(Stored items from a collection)
== Segment start ==

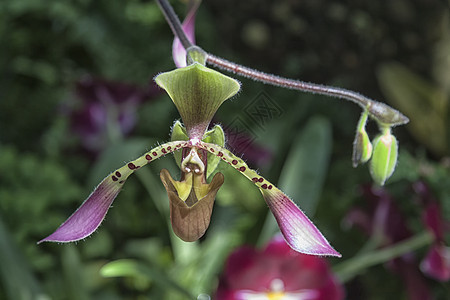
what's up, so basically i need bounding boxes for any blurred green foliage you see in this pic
[0,0,449,299]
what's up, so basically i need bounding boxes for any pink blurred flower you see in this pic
[216,235,344,300]
[69,76,159,152]
[345,185,432,300]
[414,181,450,281]
[172,1,199,68]
[420,244,450,281]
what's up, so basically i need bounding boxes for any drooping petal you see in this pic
[420,244,450,281]
[261,187,341,257]
[172,1,199,68]
[160,168,224,242]
[198,141,341,257]
[38,141,189,243]
[155,63,240,139]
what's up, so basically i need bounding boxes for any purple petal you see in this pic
[420,244,450,281]
[38,178,123,243]
[198,141,340,257]
[39,141,189,243]
[262,188,341,257]
[172,3,198,68]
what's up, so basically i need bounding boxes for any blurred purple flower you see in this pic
[345,186,411,246]
[420,243,450,281]
[69,76,159,151]
[345,186,431,300]
[216,235,344,300]
[413,181,450,281]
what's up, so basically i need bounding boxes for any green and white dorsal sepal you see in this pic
[155,62,240,140]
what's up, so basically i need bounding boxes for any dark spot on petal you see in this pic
[115,171,121,177]
[261,184,268,189]
[239,166,246,172]
[167,146,172,151]
[112,175,118,181]
[152,151,158,156]
[162,148,167,154]
[128,163,137,170]
[146,154,152,161]
[232,160,238,165]
[218,152,223,157]
[258,178,264,183]
[252,177,258,182]
[119,180,125,184]
[210,148,214,152]
[268,185,273,190]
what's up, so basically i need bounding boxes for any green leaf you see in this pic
[279,116,332,216]
[258,116,332,245]
[100,259,192,298]
[87,138,154,187]
[0,216,44,300]
[61,245,89,300]
[377,62,449,155]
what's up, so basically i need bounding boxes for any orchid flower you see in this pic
[216,235,344,300]
[39,48,340,257]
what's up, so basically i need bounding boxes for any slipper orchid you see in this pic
[40,48,340,257]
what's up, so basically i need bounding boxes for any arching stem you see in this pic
[155,0,409,126]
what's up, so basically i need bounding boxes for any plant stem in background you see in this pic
[333,231,433,283]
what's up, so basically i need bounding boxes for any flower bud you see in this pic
[369,131,398,185]
[352,128,373,167]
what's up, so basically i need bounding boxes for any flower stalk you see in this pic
[334,231,434,283]
[155,0,409,127]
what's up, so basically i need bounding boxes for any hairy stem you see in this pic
[156,0,409,126]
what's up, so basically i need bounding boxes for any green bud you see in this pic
[352,128,373,167]
[369,130,398,185]
[352,110,372,167]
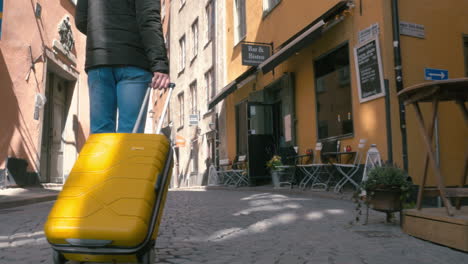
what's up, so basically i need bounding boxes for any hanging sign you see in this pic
[354,36,386,103]
[189,114,199,126]
[241,43,271,66]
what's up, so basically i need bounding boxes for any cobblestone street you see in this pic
[0,189,467,264]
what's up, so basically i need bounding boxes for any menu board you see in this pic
[354,37,385,103]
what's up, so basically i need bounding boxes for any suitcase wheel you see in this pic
[140,247,155,264]
[53,249,67,264]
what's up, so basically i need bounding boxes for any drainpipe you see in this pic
[391,0,409,171]
[384,79,393,164]
[212,0,219,168]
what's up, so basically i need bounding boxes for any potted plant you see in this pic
[266,155,283,188]
[354,165,412,223]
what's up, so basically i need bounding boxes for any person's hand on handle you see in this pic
[152,72,170,90]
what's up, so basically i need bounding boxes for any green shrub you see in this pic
[361,166,411,193]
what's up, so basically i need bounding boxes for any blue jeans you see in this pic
[88,66,152,134]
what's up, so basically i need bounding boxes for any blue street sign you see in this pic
[424,68,449,81]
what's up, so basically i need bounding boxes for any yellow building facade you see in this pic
[211,0,468,187]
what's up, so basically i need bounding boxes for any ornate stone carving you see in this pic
[58,17,75,54]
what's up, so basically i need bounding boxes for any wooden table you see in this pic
[398,78,468,216]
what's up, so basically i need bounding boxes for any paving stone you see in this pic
[1,191,468,263]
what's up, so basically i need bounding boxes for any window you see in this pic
[191,19,199,60]
[190,81,198,114]
[263,0,281,15]
[464,36,468,77]
[205,1,213,43]
[234,0,246,44]
[179,35,186,72]
[178,92,184,128]
[205,68,214,101]
[314,44,353,139]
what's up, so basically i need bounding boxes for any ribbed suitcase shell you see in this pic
[44,133,171,262]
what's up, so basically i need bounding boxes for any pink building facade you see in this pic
[0,0,89,187]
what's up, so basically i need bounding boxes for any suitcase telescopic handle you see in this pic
[132,83,176,134]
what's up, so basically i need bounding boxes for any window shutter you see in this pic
[280,73,296,146]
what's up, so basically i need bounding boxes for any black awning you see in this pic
[208,67,257,109]
[208,81,237,110]
[258,0,349,74]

== Segment end ==

*Exercise brief*
Drop the pictures and copy the data exactly.

*Response area*
what's up, so basically i need bounding boxes for any blurred green foliage you see in this pic
[0,0,449,299]
what's up, so basically i need bounding boxes for any pink blurred flower you see in this pic
[216,235,344,300]
[69,76,159,152]
[345,185,432,300]
[414,181,450,281]
[172,1,199,68]
[420,244,450,281]
what's up, so basically i need bounding boxes for any drooping petal you see in this pic
[420,244,450,281]
[261,187,341,257]
[172,1,199,68]
[160,168,224,242]
[198,141,341,257]
[38,141,189,243]
[155,63,240,139]
what's up, so basically i need bounding boxes for any purple petal you see in this pic
[420,244,450,281]
[38,178,123,243]
[198,141,340,257]
[39,141,189,243]
[262,188,341,257]
[172,3,198,68]
what's up, so basically i need bounding boxes for any blurred purple flower you see in this pic
[345,186,411,246]
[420,243,450,281]
[69,76,159,151]
[345,186,431,300]
[216,235,344,300]
[413,181,450,281]
what's up, so basically i need bounding boxes for any green and white dorsal sepal you see in this pic
[155,62,240,140]
what's up, so basically i need bounding boxes for any dark spot on petal you see in this pic
[115,171,121,177]
[261,184,268,189]
[239,166,246,172]
[167,146,172,151]
[112,175,118,181]
[152,151,158,156]
[162,148,167,154]
[128,163,137,170]
[146,154,152,161]
[232,160,238,165]
[218,152,223,157]
[258,178,264,183]
[252,177,258,182]
[119,180,125,184]
[210,148,214,152]
[268,185,273,190]
what's up, so basically i need bounding boxes for any green leaf you see in this pic
[279,116,332,216]
[258,116,332,245]
[100,259,192,298]
[87,138,154,187]
[0,216,44,300]
[61,245,89,300]
[377,62,449,155]
what's up, so basically i need bounding boxes for any orchid flower you see in this pic
[216,235,344,300]
[39,48,340,257]
what's up, so basically i need bounding boxes for any slipper orchid you see in this pic
[40,48,340,257]
what's up, so basically i need bounding boxes for any arching stem you see in this pic
[155,0,409,126]
what's up, so basically i need bounding boxes for any plant stem in background you see in this pic
[333,231,433,283]
what's up, so basically i need bounding boxes for any flower bud you see in this pic
[369,131,398,185]
[352,128,373,167]
what's up, so basically i need bounding boxes for any flower stalk you see in this pic
[334,231,434,283]
[155,0,409,127]
what's up, so basically i need bounding boxes for any hairy stem you see in this pic
[156,0,409,126]
what's up, so basically i need bounding boxes for any green bud you see in this pic
[352,128,373,167]
[369,130,398,185]
[352,110,372,167]
what's up, so basically i need bounding boxes for any hanging sign you see in this pic
[354,36,386,103]
[189,114,199,126]
[241,43,271,66]
what's up, so basically i need bounding boxes for any cobblestone street you see in this pic
[0,189,467,264]
what's up, so basically i need bounding boxes for any menu board you see in this pic
[354,37,385,103]
what's up, so basically i need bounding boxes for any suitcase wheel you see in this pic
[140,247,155,264]
[53,249,67,264]
what's up, so basically i need bounding boxes for any drainpipe you see in this pic
[391,0,409,171]
[384,79,393,164]
[212,0,219,168]
what's up, so basically i need bounding boxes for any potted plant you see in this pic
[266,155,283,188]
[354,165,412,223]
what's up, so basically i need bounding boxes for any person's hand on handle you see in this pic
[152,72,170,90]
what's up, so basically i need bounding boxes for any green shrub you see in this pic
[361,166,411,193]
what's up, so basically i need bounding boxes for any blue jeans you see in this pic
[88,66,152,134]
what's up, so basically i need bounding boxes for any blue street sign you see in this pic
[424,68,449,81]
what's up, so basically i need bounding boxes for any yellow building facade you see in this pic
[211,0,468,187]
what's up, so basically i need bounding boxes for any ornate stone carving you see in this pic
[58,17,75,54]
what's up, so basically i need bounding boxes for any wooden table you see in this pic
[398,78,468,216]
what's up, so basically i need bounding boxes for any paving stone you see in this pic
[1,191,468,263]
what's up, so basically i need bounding boxes for any window you see in this pic
[191,19,199,60]
[190,81,198,114]
[263,0,281,15]
[464,36,468,77]
[205,1,213,43]
[234,0,246,44]
[179,35,186,72]
[178,92,184,128]
[205,68,214,101]
[314,44,353,139]
what's up, so basically i need bounding boxes for any ribbed suitcase shell you see in this pic
[44,133,171,262]
what's up, so basically i need bounding boxes for any pink building facade you see in this pic
[0,0,89,187]
what's up, so basically i need bounding boxes for any suitcase telescopic handle you see in this pic
[132,83,176,134]
what's up, so basically i need bounding boxes for any window shutter you see in this pic
[280,73,296,146]
what's up, so basically i need bounding boxes for any black awning you see in this pic
[208,67,257,109]
[208,81,237,110]
[258,0,349,74]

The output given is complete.